═════ Source data ═════

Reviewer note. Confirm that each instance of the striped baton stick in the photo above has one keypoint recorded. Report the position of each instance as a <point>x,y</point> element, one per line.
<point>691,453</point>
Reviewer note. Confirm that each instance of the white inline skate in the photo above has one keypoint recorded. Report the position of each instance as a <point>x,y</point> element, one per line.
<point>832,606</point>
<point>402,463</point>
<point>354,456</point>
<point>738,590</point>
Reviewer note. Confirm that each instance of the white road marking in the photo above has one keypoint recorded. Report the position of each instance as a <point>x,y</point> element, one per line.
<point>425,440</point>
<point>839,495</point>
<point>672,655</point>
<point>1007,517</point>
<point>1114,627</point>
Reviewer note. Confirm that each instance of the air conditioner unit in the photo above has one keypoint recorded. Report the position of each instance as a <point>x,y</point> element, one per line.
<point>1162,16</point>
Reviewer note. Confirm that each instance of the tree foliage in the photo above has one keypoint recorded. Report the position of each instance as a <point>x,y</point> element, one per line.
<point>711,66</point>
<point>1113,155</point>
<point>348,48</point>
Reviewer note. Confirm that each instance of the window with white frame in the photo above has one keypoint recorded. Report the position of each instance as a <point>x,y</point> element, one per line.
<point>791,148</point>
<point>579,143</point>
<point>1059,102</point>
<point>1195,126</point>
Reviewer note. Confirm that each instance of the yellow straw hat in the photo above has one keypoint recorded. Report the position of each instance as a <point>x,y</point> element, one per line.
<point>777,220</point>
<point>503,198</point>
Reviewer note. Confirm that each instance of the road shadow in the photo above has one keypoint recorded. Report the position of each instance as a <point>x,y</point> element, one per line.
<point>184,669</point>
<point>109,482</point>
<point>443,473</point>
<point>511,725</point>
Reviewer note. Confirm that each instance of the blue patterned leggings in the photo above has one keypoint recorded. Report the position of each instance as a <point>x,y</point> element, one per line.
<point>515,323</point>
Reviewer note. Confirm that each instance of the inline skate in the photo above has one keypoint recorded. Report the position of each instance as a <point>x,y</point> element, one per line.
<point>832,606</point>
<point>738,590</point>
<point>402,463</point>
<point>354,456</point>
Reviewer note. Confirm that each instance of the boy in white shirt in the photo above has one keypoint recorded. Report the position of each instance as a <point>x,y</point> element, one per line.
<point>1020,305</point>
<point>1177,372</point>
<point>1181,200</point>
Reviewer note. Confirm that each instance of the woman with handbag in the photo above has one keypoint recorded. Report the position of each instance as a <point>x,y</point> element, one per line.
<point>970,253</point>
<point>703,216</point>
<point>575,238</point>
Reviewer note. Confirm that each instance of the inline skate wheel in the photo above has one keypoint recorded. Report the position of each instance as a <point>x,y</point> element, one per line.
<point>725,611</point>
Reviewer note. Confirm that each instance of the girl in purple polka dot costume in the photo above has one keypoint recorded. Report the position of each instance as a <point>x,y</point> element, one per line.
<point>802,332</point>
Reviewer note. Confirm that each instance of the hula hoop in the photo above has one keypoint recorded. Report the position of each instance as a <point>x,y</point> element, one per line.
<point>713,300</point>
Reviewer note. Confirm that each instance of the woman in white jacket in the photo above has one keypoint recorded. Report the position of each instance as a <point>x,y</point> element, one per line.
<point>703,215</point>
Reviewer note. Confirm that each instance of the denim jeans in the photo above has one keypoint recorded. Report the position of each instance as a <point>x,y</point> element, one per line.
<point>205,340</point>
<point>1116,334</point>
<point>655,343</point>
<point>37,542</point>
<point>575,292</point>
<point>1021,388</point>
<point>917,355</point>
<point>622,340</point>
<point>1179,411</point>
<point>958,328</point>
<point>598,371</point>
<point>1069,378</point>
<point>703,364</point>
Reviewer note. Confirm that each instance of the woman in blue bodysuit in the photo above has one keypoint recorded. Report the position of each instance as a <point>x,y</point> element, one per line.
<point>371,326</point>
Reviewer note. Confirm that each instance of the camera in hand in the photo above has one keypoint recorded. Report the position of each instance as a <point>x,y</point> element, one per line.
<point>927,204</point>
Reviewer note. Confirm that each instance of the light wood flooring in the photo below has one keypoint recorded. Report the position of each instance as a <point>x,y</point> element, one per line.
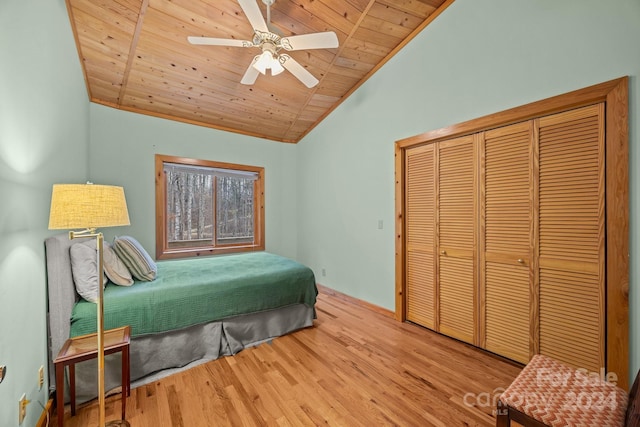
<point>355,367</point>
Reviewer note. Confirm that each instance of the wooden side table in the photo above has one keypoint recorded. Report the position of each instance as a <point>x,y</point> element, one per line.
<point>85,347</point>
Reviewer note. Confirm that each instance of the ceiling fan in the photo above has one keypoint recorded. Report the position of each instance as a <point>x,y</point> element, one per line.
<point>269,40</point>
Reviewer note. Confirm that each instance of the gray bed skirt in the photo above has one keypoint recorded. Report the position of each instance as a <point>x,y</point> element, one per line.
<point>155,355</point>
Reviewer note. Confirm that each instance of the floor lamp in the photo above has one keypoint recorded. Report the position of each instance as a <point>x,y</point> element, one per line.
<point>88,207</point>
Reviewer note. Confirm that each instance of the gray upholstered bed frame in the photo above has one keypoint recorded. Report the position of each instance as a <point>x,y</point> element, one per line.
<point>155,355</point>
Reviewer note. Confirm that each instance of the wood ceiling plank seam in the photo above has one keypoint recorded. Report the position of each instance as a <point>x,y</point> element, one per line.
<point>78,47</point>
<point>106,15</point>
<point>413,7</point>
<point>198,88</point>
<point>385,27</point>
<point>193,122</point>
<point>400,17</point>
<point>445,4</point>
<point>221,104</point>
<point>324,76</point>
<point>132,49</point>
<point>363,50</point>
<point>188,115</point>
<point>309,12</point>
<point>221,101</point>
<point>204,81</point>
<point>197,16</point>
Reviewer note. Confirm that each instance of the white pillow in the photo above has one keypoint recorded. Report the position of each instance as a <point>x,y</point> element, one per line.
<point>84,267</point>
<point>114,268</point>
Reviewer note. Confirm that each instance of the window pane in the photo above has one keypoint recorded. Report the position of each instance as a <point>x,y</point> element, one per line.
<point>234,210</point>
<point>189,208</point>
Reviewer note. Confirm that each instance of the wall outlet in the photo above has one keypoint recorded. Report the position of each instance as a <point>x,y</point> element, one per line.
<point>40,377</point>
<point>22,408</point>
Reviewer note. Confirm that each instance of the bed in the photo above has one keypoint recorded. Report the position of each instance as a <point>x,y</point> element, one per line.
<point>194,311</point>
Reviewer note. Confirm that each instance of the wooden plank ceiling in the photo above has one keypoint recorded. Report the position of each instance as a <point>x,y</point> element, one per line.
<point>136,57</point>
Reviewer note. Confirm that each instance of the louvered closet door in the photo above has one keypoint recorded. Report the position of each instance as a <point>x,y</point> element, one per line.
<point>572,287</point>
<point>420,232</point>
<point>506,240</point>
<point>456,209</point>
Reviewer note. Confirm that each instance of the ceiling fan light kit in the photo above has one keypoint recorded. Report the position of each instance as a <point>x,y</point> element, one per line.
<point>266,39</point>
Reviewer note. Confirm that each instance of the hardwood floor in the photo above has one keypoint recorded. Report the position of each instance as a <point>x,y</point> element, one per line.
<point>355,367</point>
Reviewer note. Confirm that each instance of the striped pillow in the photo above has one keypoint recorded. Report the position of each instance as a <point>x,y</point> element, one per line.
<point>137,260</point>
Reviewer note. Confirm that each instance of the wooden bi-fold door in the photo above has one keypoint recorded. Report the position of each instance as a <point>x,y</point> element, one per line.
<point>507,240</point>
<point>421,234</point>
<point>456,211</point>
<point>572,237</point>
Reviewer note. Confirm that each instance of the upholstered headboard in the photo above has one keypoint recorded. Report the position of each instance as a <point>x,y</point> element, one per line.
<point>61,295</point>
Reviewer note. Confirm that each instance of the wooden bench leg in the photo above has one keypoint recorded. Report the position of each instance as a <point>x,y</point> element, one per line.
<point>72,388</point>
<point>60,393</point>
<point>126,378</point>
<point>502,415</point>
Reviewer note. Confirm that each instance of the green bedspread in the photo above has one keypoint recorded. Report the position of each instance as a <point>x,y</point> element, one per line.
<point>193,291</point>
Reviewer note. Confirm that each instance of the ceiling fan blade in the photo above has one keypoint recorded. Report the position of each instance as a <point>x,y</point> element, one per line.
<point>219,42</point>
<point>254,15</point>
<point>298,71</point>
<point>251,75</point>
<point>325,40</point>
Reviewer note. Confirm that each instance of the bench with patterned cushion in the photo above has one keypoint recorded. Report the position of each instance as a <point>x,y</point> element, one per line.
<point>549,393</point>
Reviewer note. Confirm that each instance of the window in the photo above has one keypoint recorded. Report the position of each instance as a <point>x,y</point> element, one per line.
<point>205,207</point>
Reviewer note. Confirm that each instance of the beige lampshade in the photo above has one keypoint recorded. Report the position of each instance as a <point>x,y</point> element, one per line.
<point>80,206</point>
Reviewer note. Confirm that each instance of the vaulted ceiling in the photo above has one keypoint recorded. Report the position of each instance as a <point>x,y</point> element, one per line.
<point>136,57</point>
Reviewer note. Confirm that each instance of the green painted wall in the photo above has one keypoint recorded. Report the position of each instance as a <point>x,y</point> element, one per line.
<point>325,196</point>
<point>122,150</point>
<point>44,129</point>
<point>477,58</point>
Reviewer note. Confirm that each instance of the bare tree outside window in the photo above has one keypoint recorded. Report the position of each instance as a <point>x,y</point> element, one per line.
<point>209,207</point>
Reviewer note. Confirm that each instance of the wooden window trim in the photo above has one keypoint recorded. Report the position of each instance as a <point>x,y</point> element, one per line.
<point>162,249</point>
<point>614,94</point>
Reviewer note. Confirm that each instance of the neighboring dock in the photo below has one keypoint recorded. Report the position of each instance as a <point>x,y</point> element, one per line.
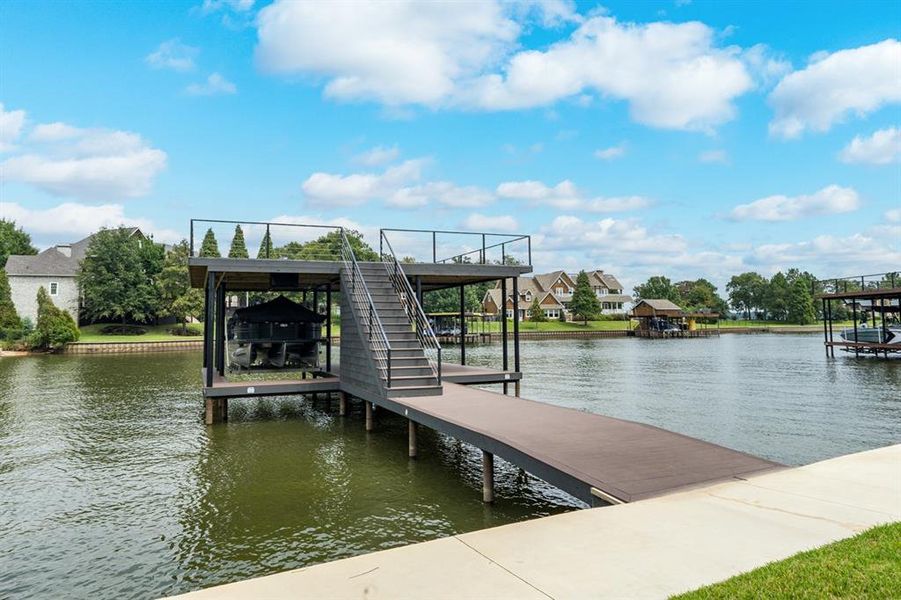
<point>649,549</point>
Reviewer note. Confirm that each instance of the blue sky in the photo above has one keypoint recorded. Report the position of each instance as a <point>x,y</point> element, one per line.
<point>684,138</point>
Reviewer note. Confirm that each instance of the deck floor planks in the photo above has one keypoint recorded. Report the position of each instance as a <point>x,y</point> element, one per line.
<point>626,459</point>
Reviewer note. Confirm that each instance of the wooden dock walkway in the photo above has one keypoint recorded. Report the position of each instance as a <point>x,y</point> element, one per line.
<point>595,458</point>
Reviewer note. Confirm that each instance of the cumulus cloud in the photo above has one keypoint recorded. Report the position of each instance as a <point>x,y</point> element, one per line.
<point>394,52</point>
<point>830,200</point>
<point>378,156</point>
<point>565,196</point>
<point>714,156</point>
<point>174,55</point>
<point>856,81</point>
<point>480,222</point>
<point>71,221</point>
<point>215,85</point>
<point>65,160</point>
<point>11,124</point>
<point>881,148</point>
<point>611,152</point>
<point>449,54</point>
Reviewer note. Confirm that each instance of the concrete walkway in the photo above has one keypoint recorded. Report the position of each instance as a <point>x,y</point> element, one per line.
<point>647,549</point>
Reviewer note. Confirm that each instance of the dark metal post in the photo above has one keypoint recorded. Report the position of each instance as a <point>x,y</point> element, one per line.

═════

Exercise description
In the records, start at the line that has "Reviewer note. Confirm that each instance of the bench" and stop after the line that has "<point>549,393</point>". Write out only those lines, switching "patterned cushion" to "striped cushion" and keeping everything else the same.

Exercise solution
Reviewer note. Confirm that each instance of the bench with striped cushion in the photo above has one keypoint recorded. Report the position of each instance as a <point>x,y</point> element, one per line.
<point>549,393</point>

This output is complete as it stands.